Metin bölümü:
- - -

Balıkçılık yönetimi tüm balıkçıların kuralları adil bir şekilde uygulaması ve uyum sağlaması amacıyla veriye, bilimsel tavsiyeye ve kontrol tedbirlerine dayalıdır.
Balıkçılık yönetimi iç kontrol, dış kontrol veya her ikisinin kombinasyonundan oluşabilir.
İç kontrol sulara erişim kuralları, av çabası kontrolleri, teknik önlemlerden oluşur.
Sulara Erişim Kuralları:
AB'de genel kural olarak tekne kayıt sistemine kayıtlı olan teknelerin hepsi tüm AB sularına ve OBP altında yönetilen tüm kaynaklara eşit erişim hakkına sahiplerdir. Balıkçılık yapma hakkı balıkçılık ruhsatı ile verilmektedir.
Eşit erişim hakkına ilişkin iki geçici istisna getirilmiştir:
- Kıyısı bulunun AB Üye Ülkeleri'nin kıyılarından 12 mile kadar olan sularda balıkçılık geleneksel olarak bu sularda avlanan teknelerin lehine sınırlandırılabilir.
- Avrupa'nın çevre dışı bölgelerinin kıyılarından 100 mile kadar olan sular bu bölgelerdeki limanlara kayıtlı teknelerin ve geleneksel olarak bu sularda avlanan teknelerin lehine sınırlandırılabilir.
Söz konusu istisnalar 2022 yılının sonuna kadar geçerliliğini yitirecektir.
Av Çabası Kontrolleri
Av çabası yönetimi bir filonun av kapasitesinin ve denizde geçirdiği sürenin sınırlandırılması çalışmalarının birleşimidir. Av çabası sınırlamaları genel olarak, daha çok başvurulan Toplam Müsaade Edilebilir Av Miktarı sistemine ek olarak kullanılmaktadır.

- - -

Çıkarılan malzeme:

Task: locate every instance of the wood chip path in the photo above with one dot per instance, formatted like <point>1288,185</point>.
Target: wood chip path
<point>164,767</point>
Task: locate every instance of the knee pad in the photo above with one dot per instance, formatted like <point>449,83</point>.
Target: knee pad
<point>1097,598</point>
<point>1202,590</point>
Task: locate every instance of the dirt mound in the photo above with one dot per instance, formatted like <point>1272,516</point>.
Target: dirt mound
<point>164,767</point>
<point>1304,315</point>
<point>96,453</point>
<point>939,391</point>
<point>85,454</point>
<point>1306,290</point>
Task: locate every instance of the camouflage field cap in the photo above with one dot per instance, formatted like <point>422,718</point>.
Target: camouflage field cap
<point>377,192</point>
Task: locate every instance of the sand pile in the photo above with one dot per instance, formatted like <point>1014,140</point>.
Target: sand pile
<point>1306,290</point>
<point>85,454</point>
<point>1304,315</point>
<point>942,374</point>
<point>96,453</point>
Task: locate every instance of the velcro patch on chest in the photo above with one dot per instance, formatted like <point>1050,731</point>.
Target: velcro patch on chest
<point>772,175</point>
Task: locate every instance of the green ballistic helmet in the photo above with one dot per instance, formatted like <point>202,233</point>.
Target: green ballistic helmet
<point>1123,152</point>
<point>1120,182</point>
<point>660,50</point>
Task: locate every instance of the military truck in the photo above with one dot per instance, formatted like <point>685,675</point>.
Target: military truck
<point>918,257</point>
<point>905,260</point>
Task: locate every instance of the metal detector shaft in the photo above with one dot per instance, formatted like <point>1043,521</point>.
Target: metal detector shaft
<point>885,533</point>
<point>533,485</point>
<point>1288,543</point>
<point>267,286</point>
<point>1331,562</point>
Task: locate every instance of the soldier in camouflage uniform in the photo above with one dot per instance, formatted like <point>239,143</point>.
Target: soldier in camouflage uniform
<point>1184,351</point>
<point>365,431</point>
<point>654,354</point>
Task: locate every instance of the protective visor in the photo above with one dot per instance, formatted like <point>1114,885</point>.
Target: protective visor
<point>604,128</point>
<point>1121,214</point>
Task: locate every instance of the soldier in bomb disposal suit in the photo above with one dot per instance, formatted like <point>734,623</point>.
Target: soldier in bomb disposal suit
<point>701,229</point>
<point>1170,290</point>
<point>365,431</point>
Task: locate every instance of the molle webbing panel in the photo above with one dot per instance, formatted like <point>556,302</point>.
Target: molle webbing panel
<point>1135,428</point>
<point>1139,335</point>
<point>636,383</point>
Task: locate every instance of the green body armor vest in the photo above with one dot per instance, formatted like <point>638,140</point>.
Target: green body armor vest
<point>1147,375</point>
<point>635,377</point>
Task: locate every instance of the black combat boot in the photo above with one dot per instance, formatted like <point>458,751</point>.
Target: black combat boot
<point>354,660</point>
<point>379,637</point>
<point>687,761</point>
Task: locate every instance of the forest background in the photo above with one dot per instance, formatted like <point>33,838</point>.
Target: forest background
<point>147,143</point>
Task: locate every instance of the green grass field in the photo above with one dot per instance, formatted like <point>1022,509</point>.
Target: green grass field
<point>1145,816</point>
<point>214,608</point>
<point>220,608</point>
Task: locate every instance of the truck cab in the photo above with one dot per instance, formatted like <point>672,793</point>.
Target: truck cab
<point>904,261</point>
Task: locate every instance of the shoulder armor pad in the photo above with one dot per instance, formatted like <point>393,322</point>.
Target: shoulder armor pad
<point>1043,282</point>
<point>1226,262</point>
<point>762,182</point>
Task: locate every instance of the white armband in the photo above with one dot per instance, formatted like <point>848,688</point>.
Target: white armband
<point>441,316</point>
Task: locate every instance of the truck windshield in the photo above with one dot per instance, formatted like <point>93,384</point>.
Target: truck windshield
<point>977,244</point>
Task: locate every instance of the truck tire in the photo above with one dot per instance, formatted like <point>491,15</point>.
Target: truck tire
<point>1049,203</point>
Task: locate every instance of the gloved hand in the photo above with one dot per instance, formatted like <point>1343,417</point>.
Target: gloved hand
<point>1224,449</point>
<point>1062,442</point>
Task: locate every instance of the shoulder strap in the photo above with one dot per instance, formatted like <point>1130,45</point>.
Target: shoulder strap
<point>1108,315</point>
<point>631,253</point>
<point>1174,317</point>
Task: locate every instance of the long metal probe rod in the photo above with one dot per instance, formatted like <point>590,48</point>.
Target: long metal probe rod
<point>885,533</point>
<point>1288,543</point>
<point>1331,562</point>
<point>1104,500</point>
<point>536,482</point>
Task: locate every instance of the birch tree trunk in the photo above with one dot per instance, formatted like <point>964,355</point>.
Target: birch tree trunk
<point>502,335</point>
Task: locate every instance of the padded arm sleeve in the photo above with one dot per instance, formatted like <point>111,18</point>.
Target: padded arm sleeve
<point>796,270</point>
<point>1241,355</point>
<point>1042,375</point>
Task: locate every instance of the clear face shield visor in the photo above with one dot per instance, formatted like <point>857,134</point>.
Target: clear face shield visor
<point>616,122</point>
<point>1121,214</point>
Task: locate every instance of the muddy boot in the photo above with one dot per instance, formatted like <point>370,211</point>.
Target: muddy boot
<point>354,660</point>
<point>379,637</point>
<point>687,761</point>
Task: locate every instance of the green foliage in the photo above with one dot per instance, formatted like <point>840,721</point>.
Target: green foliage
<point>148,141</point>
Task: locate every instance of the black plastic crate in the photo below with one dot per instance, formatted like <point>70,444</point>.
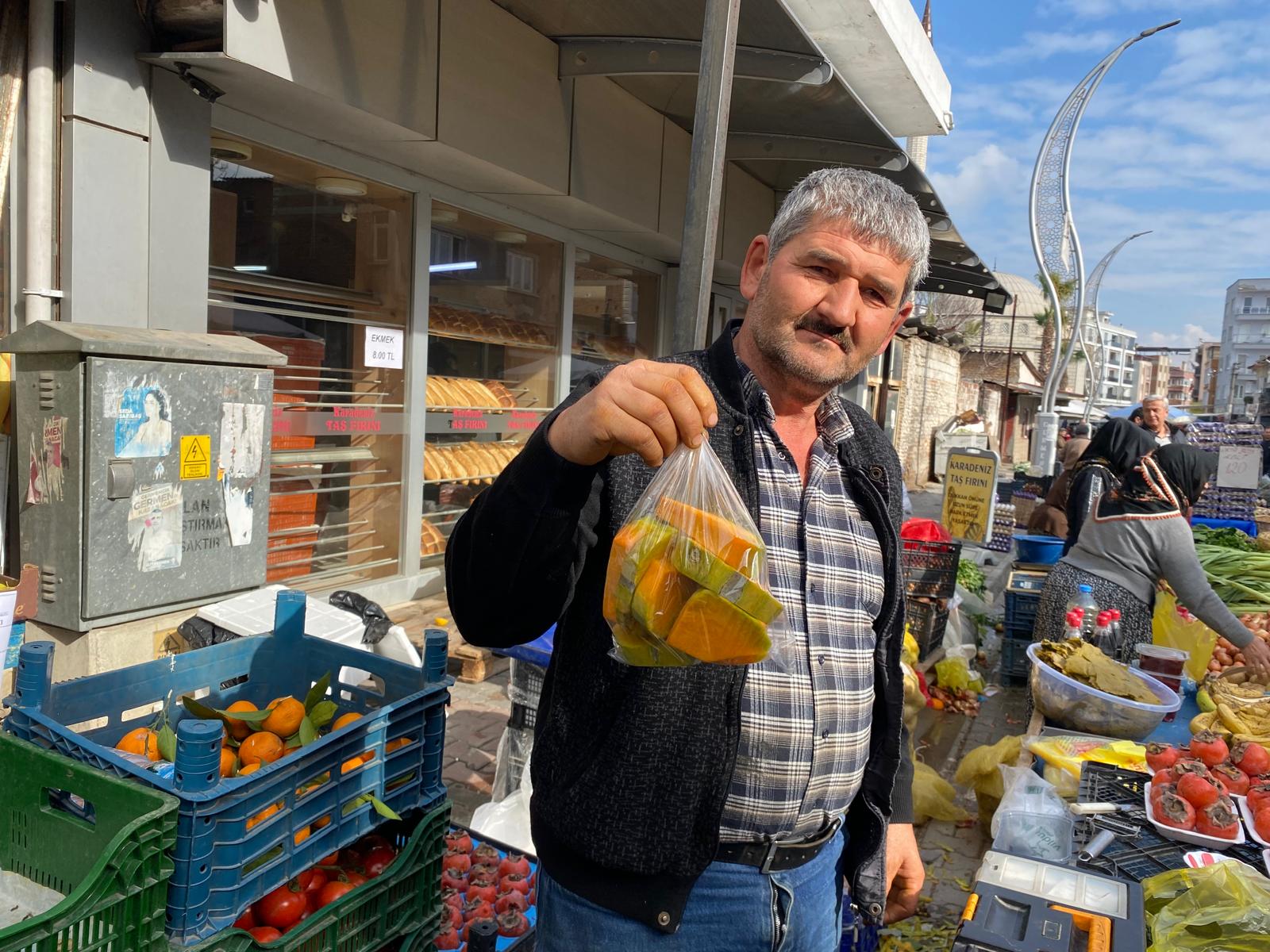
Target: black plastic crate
<point>926,622</point>
<point>930,568</point>
<point>1014,660</point>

- - -

Yapılacak iş:
Balıkçılık yönetimiyle ilgili metni, "Balıkçılık yönetimi tüm" ifadesini içeren yerden başlayarak aynen yazıya geçirin ve "ikisinin kombinasyonundan oluşabilir." ifadesinden sonra durun.

Alıştırmanın cevabı:
Balıkçılık yönetimi tüm balıkçıların kuralları adil bir şekilde uygulaması ve uyum sağlaması amacıyla veriye, bilimsel tavsiyeye ve kontrol tedbirlerine dayalıdır.
Balıkçılık yönetimi iç kontrol, dış kontrol veya her ikisinin kombinasyonundan oluşabilir.